*Task:*
For this exercise, transcribe all of the records exactly as given.

*Given data:*
[Start of Attachment]

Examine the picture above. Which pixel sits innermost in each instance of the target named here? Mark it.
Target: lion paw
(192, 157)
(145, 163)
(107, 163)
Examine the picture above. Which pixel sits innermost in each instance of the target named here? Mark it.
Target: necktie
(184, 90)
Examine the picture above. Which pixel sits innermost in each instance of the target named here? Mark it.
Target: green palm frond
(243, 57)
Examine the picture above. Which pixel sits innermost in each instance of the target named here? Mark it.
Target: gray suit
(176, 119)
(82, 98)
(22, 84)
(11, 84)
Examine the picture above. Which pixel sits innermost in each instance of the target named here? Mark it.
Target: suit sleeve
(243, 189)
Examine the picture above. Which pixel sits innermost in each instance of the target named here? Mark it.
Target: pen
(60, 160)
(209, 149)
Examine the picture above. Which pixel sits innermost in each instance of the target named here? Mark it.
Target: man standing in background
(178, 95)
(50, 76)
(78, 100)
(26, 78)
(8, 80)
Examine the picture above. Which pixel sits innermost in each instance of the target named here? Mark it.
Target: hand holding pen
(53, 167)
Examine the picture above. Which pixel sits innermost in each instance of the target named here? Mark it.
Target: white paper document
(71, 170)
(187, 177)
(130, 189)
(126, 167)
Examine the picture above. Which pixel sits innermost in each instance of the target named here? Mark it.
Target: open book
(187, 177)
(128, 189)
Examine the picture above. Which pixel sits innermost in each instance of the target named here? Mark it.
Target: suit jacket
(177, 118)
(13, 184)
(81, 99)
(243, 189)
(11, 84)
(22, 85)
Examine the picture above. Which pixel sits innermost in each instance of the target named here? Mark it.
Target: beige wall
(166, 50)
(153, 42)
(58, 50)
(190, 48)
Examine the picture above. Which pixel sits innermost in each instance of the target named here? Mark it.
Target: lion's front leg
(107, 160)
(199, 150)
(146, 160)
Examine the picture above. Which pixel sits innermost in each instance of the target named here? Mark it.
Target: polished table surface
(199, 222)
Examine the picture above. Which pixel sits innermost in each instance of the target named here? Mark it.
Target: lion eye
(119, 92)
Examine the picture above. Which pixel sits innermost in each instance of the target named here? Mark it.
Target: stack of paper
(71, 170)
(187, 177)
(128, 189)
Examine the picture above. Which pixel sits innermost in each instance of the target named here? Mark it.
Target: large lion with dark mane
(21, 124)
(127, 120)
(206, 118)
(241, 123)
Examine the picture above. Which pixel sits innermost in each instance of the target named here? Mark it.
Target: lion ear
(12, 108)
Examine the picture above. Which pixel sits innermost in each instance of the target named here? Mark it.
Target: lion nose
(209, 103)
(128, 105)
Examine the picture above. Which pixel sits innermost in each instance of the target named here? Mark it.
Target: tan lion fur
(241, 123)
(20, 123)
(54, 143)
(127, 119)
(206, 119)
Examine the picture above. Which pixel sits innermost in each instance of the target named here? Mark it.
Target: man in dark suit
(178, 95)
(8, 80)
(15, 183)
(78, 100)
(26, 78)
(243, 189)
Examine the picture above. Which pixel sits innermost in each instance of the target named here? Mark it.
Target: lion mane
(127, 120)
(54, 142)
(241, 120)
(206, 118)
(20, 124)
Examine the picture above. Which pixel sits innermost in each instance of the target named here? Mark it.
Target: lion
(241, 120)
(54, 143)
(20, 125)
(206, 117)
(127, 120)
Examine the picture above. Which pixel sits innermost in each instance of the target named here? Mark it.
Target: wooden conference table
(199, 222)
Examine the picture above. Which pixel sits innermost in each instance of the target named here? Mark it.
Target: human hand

[End of Attachment]

*Response to this exercise:*
Examine the picture above. Which pixel sits innermost in each instance of the target named here? Mark it.
Target: lion paw
(192, 157)
(145, 163)
(107, 163)
Examine the picture above. Which pixel sits innermost in each instance of the target named here? Mark it.
Target: necktie
(184, 90)
Examine the picture above. Which pixel sits innermost in each instance of the target named here? Mark it.
Target: green palm frond
(243, 57)
Examine the picture above. Which pixel sits innermost in each instance of the target named here? Mark it.
Target: gray suit
(176, 119)
(82, 98)
(22, 84)
(11, 84)
Examine the picture above. Which pixel sits innermost in each instance of the target named here? Mark it.
Target: suit sleeve
(243, 189)
Examine the picture above. Which pixel sits innermost in each instance of the target named here? Mark it.
Target: pen
(60, 160)
(209, 149)
Examine the picture above. Which pixel sits innermost in each instance of the target named here? Mark it.
Target: man standing in background
(178, 95)
(50, 76)
(78, 100)
(26, 78)
(8, 80)
Examine the picture above. Which pixel sits innermost in each instance of the target named here? Mark it.
Target: hand holding pen
(53, 167)
Examine the picture above. Which pixel sits innermost in each instance of the target named here? Mark it.
Target: white paper document
(71, 170)
(187, 177)
(130, 189)
(126, 167)
Examine the picture above. Which pixel sits innermost in each instance of the target named here? Mark it.
Target: open book
(187, 177)
(128, 189)
Examine the picture above. Which pixel sits innermost in each instance of the target named here? Mark it.
Target: suit jacket
(177, 118)
(13, 184)
(81, 99)
(243, 189)
(11, 84)
(22, 85)
Examine the picture above. Which pixel sits innermost in each instance of the target named here? Mark it.
Target: beige wall
(166, 50)
(153, 42)
(58, 50)
(190, 48)
Examine the picture above. Which pixel sits innermost in each instance of the target named here? Mark it.
Target: lion's front leg
(107, 160)
(199, 150)
(146, 160)
Examine the picture above. Which pixel sits innermost in each instance of the target named here? Mark it.
Target: polished table surface
(199, 222)
Examine the picture above. Which pixel sits innermost in each instance of the target named here? Mark it.
Target: lion eye
(119, 92)
Examine the picture above. Which pixel sits innermost in each instance of the target named here? Mark it.
Target: stack of paper
(71, 170)
(187, 177)
(128, 189)
Examine the picture above. Which pixel sits innermost in each instance of the target named here? Mark it.
Target: large lion with dark mane
(21, 124)
(127, 120)
(206, 118)
(241, 123)
Examine the picture above. Which pixel sits innermost in each instance of the target named here? Mark it.
Target: lion ear
(12, 108)
Examine the picture above. Which pixel sits innermost in each instance of the target named here? Mark it.
Target: lion nose
(209, 103)
(128, 105)
Examine the picture above. Which pixel sits innermost in each instance of the target named here? Mark it.
Target: tan lion fur
(241, 123)
(20, 123)
(54, 143)
(127, 119)
(206, 119)
Examine the picture above. Which pixel sits innermost in each instance of the target named here? Mark it.
Target: man in dark suit
(178, 95)
(8, 80)
(15, 183)
(78, 100)
(26, 78)
(243, 189)
Examine the picture above. Which pixel sits innermost in each instance of the target named here? Mark it.
Target: lion mane
(127, 120)
(54, 142)
(241, 120)
(206, 118)
(20, 124)
Examine the picture above. Which pixel sits innermost in each instance of the target named here? Mark it.
Target: lion
(241, 120)
(54, 143)
(20, 125)
(206, 117)
(127, 120)
Examine the picture above. Which pixel sits innermost in each instance of the target named here? Mark it.
Target: wooden conference table
(199, 222)
Examine the picture above. Which pixel sits innermost in each instance of the target named here? Mark it.
Target: human hand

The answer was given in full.